WORK ORDER: Each line from the beginning of the entries below through the line that includes "positive clicks: (1157, 720) (1198, 933)" must be returned exactly as given.

——

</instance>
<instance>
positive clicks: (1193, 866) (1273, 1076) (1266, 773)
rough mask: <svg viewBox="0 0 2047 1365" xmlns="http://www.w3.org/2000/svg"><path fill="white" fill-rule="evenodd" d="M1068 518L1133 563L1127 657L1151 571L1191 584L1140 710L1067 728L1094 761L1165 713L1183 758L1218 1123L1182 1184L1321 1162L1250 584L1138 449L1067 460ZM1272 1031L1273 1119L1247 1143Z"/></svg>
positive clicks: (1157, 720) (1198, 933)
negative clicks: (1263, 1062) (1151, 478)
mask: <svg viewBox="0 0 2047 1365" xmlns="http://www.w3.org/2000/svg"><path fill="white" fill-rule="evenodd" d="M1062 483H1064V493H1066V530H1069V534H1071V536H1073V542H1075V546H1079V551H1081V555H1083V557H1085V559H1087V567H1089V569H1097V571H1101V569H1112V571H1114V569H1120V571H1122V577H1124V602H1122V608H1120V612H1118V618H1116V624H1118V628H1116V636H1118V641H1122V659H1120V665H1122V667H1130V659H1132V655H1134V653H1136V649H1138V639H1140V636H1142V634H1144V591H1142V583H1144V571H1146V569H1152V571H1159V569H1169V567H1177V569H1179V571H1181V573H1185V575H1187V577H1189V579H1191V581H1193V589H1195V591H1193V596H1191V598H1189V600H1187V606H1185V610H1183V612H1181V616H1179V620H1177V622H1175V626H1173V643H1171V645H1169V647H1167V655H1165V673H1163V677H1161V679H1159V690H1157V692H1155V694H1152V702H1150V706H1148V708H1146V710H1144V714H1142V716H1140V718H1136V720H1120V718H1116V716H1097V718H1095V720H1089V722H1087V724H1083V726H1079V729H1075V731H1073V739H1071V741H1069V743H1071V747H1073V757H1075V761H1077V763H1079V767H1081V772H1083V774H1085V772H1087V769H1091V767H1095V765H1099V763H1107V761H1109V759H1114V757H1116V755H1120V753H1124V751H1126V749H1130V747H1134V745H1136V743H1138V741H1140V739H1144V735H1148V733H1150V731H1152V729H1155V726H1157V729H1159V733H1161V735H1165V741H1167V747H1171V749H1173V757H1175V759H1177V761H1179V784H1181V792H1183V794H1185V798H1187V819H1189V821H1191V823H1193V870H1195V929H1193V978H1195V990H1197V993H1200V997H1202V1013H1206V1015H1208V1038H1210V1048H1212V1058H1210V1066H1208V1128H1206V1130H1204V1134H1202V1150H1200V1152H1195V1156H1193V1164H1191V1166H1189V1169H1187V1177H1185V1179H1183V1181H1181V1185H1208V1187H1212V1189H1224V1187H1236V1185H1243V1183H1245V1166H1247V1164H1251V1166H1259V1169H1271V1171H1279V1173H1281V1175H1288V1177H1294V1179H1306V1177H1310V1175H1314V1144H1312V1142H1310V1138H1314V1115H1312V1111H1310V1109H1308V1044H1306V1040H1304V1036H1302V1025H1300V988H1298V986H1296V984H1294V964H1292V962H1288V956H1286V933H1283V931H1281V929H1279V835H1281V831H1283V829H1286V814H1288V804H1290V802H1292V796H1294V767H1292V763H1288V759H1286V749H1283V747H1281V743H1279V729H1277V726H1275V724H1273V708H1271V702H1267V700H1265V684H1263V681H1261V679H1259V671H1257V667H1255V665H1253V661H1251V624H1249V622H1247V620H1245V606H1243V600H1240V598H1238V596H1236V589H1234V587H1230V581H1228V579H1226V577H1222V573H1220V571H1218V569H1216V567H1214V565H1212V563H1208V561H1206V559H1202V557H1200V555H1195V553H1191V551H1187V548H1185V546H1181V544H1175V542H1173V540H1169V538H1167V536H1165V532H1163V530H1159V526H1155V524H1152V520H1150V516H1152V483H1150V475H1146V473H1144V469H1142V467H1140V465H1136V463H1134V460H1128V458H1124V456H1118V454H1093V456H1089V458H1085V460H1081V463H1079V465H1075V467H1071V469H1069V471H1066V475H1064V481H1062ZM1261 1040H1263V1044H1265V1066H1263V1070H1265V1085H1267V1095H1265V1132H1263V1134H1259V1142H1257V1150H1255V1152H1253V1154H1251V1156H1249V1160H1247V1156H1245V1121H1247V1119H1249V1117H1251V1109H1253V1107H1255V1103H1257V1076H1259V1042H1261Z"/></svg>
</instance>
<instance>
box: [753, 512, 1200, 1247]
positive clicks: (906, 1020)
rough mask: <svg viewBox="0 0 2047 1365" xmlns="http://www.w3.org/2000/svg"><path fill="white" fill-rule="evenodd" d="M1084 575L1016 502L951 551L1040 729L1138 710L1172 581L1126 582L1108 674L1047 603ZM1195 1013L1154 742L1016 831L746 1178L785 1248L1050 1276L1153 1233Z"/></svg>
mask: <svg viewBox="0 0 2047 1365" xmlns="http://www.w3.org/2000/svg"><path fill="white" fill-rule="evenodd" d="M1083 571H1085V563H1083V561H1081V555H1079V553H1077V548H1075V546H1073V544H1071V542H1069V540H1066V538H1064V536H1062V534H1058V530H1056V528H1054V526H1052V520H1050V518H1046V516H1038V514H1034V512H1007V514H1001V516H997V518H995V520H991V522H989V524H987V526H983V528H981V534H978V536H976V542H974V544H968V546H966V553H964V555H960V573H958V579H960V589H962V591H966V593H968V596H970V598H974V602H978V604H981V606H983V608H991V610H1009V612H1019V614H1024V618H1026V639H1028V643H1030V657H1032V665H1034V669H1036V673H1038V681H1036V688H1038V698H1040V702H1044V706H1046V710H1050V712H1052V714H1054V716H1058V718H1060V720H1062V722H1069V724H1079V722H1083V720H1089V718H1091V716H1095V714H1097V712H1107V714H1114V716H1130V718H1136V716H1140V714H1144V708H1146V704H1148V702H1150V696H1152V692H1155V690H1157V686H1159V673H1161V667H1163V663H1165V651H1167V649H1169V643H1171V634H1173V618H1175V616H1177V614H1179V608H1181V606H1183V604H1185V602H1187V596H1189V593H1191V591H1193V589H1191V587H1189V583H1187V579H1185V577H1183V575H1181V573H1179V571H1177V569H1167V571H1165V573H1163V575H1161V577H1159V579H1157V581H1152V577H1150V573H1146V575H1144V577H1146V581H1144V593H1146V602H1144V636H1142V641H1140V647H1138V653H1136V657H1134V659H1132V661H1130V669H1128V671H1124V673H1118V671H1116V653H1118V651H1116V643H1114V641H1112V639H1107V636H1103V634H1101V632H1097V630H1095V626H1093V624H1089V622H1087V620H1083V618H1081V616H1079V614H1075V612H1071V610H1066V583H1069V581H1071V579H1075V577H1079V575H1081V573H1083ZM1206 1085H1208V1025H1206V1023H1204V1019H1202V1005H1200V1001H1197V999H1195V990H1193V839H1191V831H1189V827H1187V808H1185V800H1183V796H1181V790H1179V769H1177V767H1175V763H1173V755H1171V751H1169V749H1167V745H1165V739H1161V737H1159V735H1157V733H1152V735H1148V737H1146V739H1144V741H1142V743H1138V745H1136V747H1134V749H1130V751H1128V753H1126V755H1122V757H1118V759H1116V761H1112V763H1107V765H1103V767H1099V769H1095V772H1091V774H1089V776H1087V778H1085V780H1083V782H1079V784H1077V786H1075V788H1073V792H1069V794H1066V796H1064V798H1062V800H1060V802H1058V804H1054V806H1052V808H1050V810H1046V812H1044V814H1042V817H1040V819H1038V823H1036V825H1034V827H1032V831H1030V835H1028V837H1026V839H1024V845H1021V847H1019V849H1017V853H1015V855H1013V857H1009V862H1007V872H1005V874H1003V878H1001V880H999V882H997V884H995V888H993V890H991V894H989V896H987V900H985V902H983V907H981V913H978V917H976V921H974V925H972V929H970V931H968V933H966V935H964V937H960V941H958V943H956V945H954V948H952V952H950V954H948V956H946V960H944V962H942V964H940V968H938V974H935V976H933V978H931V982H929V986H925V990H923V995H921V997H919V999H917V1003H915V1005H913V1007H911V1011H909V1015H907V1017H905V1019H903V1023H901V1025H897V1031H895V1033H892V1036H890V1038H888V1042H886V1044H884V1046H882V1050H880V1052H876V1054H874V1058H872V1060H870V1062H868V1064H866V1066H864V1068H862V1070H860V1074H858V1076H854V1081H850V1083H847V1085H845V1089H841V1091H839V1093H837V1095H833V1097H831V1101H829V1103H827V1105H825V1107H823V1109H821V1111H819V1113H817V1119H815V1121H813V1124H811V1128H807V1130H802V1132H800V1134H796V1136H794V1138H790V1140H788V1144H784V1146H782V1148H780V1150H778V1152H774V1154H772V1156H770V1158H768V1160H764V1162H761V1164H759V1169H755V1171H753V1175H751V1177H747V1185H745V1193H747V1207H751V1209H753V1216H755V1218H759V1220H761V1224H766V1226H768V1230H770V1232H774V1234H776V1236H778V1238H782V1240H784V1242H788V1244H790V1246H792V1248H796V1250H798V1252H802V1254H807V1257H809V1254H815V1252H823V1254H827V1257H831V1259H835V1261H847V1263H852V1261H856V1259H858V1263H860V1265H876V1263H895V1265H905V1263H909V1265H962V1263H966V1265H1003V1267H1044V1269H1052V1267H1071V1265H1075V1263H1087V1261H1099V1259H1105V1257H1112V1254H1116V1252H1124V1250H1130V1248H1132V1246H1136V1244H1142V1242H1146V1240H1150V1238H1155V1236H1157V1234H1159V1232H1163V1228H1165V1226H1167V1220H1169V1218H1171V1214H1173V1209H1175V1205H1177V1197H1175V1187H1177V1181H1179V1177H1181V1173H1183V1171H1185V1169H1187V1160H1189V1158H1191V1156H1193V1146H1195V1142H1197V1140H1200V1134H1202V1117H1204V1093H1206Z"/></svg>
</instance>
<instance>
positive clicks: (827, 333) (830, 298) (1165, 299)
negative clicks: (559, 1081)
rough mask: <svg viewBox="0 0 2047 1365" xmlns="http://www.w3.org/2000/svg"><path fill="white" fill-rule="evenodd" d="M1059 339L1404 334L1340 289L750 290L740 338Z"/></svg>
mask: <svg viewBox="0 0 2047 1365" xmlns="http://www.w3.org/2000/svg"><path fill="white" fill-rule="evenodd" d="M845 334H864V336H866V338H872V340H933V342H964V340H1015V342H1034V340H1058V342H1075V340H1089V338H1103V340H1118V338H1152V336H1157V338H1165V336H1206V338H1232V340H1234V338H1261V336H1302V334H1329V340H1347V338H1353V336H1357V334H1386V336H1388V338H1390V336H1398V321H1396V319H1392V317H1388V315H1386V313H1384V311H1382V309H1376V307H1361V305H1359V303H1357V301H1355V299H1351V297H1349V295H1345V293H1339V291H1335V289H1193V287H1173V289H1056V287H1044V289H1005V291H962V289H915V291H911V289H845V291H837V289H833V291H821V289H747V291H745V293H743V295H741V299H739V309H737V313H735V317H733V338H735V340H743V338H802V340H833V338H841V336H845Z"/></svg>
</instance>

——

EXERCISE SOLUTION:
</instance>
<instance>
positive clicks: (1193, 866) (1273, 1076) (1266, 773)
rough mask: <svg viewBox="0 0 2047 1365" xmlns="http://www.w3.org/2000/svg"><path fill="white" fill-rule="evenodd" d="M1068 518L1133 563L1127 657L1151 571L1191 584L1140 710L1067 728L1094 761L1165 713L1183 758L1218 1123L1182 1184L1321 1162L1250 584L1138 449L1067 460ZM1272 1031L1273 1119L1247 1143Z"/></svg>
positive clicks: (1157, 720) (1198, 933)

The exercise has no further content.